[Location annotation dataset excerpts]
((

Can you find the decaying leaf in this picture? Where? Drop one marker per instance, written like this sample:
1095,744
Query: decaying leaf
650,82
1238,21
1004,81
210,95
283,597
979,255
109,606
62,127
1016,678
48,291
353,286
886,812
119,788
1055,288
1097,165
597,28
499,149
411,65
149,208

))
((

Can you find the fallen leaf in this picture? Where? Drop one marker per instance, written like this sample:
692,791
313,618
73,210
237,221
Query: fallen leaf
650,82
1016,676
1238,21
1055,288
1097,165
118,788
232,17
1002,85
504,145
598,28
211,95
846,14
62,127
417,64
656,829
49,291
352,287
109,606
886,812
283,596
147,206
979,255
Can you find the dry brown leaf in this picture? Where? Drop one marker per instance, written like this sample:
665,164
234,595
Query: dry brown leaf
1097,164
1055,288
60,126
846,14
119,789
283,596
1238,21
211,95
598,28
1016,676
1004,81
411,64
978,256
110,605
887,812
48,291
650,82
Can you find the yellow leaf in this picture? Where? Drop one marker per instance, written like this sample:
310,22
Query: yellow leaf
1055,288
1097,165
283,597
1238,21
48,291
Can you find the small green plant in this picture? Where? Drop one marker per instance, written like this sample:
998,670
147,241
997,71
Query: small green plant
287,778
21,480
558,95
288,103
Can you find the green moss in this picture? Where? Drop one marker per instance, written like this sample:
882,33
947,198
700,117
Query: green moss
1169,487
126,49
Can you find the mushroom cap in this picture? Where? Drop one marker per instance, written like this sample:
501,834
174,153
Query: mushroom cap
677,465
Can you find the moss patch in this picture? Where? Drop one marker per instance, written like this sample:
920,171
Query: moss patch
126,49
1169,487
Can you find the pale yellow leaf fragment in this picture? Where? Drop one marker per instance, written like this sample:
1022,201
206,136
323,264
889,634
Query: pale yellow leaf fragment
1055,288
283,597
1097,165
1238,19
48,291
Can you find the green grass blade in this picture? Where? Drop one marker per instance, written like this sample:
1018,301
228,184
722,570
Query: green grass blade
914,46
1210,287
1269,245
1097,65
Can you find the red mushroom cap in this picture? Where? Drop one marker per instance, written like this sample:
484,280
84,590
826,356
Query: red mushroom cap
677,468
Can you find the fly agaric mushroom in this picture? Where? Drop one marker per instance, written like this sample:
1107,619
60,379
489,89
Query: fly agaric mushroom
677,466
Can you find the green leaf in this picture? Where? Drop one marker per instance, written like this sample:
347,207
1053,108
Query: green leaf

))

[WORK TO DO] Reproduce the part of the records that opens with the line containing "Can you find the fly" and closes with the line containing "Query: green leaf", including both of those lines.

[EXERCISE OUTPUT]
Can you find the fly agaric mushroom in this picture? Where? Drop one marker per instance, written like this sample:
1107,619
60,379
489,89
Query: fly agaric mushroom
677,466
Can you find the green leaf in this picture? Where? Drop one marker per instance, written like this sample:
347,207
1053,108
Query: green leaf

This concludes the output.